**Written request**
Repeat the entries word for word, starting at the beginning of the entries and ending at the line that contains "top-left (412, 118), bottom-right (445, 130)", including both ends. Leave the pictures out of your answer.

======== Dataset ========

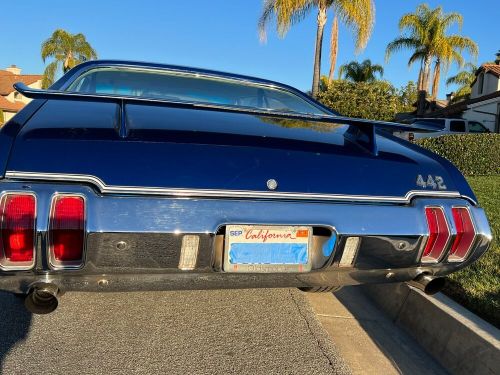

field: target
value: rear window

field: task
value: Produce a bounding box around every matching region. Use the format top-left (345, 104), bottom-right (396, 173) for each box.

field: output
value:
top-left (469, 121), bottom-right (490, 133)
top-left (68, 68), bottom-right (327, 115)
top-left (450, 121), bottom-right (465, 133)
top-left (412, 118), bottom-right (445, 130)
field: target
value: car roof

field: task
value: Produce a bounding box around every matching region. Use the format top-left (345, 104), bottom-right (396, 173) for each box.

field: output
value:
top-left (51, 60), bottom-right (305, 95)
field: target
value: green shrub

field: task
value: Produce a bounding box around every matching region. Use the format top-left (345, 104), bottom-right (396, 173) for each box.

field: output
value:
top-left (318, 79), bottom-right (416, 121)
top-left (416, 134), bottom-right (500, 176)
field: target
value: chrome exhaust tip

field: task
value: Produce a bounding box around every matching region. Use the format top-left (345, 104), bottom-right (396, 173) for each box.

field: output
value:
top-left (407, 274), bottom-right (446, 295)
top-left (24, 283), bottom-right (59, 314)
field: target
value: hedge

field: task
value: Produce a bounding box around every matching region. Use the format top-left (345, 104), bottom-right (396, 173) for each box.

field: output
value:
top-left (415, 133), bottom-right (500, 176)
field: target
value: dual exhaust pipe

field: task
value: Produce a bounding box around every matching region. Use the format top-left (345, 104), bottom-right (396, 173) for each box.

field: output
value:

========

**Task response**
field: target
value: rear window

field: task
value: Produce a bounding box around every matching region. Use the format top-left (345, 104), bottom-right (396, 173) for each box.

field: output
value:
top-left (469, 121), bottom-right (490, 133)
top-left (68, 68), bottom-right (327, 115)
top-left (450, 121), bottom-right (465, 133)
top-left (412, 118), bottom-right (445, 130)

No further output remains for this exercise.